→ **What needs to be done**: Reproduce every line of the records below word for word, leaving out the pictures.

[Records taken from a collection]
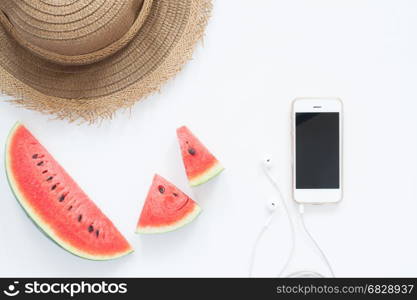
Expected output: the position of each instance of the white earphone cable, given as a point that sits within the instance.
(303, 273)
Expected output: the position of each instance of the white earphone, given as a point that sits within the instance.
(272, 205)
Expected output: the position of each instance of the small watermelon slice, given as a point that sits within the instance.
(166, 208)
(56, 204)
(200, 165)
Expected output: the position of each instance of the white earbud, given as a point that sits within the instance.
(271, 204)
(267, 163)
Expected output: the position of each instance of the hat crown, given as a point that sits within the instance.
(70, 27)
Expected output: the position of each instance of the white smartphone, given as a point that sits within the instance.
(317, 150)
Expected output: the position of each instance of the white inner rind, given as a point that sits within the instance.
(213, 171)
(37, 219)
(166, 228)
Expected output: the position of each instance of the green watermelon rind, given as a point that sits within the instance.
(205, 176)
(41, 224)
(167, 228)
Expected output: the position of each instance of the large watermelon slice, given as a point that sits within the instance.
(166, 208)
(55, 203)
(200, 165)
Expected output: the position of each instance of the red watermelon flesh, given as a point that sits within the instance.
(166, 208)
(53, 200)
(200, 165)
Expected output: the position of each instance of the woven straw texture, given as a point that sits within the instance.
(140, 60)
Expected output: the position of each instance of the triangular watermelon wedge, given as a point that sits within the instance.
(166, 208)
(200, 165)
(56, 204)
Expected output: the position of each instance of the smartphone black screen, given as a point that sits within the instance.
(317, 150)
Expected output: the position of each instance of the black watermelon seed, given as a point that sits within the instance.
(191, 151)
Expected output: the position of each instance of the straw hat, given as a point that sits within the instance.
(85, 59)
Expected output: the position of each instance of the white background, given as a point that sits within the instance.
(235, 95)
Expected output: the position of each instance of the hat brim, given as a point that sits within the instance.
(96, 91)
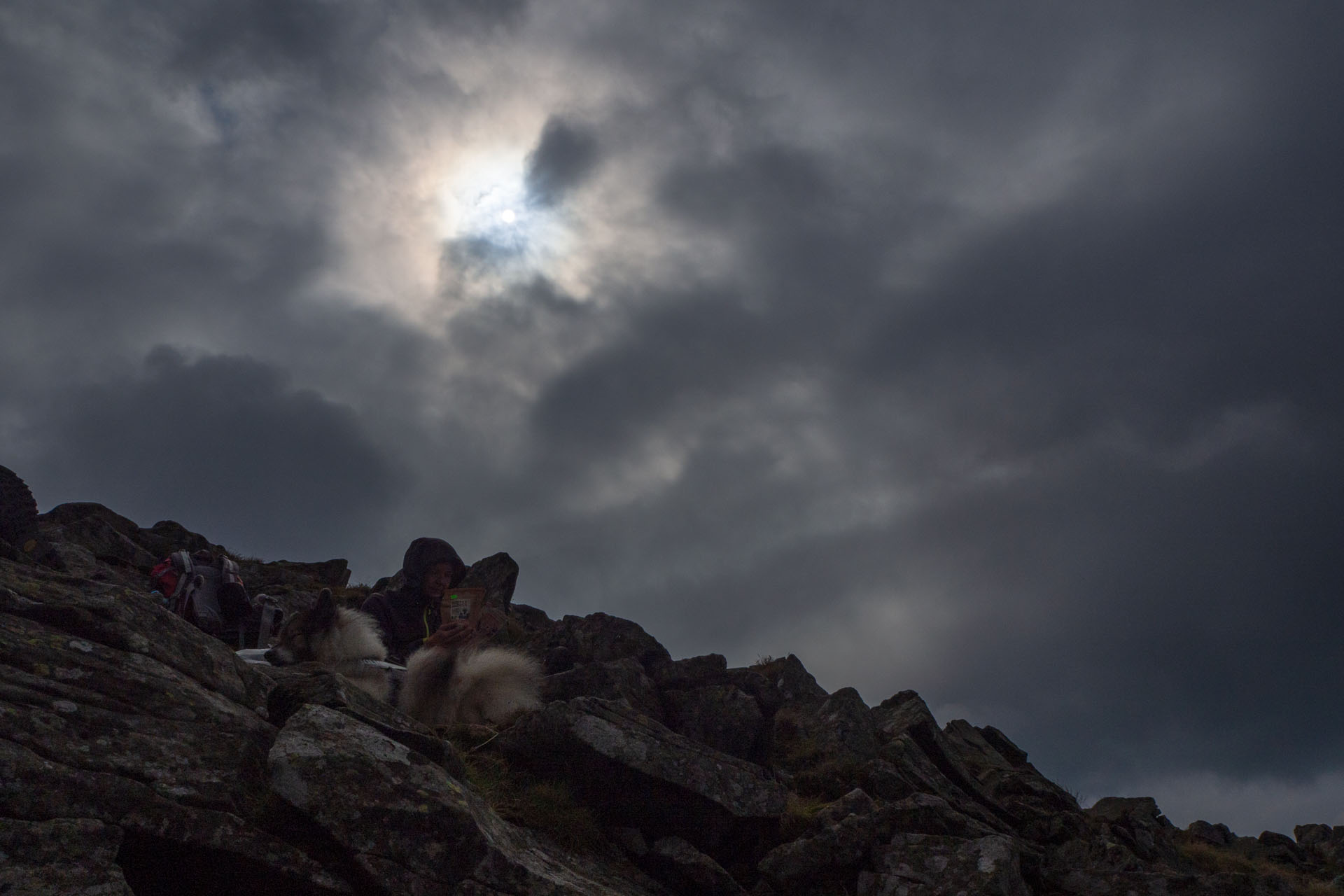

→ **Written answer**:
Expected output: the position of each instance of the white earphone cable, given as a point that sits within the instance.
(303, 273)
Expected output: the position of each instance of the white earphone, given as a point that sits within the instance.
(272, 205)
Expected output: the position of each instance of the small watermelon slice, given as a point that sits within the instance.
(166, 208)
(56, 204)
(200, 165)
Expected output: the position of each instance of the white earbud, given as a point that sits within the instance.
(271, 204)
(267, 163)
Expected output: the position of each instance of the hat crown, given as a point that sits within the instance.
(70, 27)
Expected output: the position of each instance of the white smartphone, given as a point that sits within the instance.
(317, 150)
Expected output: the position of each instance of the white inner rind, given as a point that sits within the instance.
(213, 171)
(37, 219)
(166, 228)
Expected output: the position of each instance of the green watermelon rind, given as a point that sits within the instance.
(205, 176)
(41, 224)
(167, 228)
Expected output: the position of each instance of the large watermelon slice, given as a point that sits within the instance.
(166, 208)
(55, 203)
(200, 165)
Expected output: the position of each instance of the red watermelon flesh, given as a point that sits within the instance.
(166, 208)
(53, 200)
(200, 165)
Expected output: the position of each instance of the woven straw texture, given as a point that sits within the instance.
(140, 60)
Expected output: the position of each instance of the triangular watermelon wedge, given as a point that sits within the instance.
(166, 208)
(200, 165)
(56, 204)
Expected output: the position of each instance of the smartphone black screen, given as a point that sits within the instance.
(317, 150)
Expected output: the position of each instance of the black watermelon seed, given as a point that sits within the instance.
(191, 151)
Expected output: the position of each instance of the straw hat, given as a point that sits within the instance.
(85, 59)
Expected output: the position of each instance of the white background, given as a point that sits within the instance.
(235, 95)
Expected output: the position of each instance of the hat brim, given as a point that sits within the instance.
(96, 91)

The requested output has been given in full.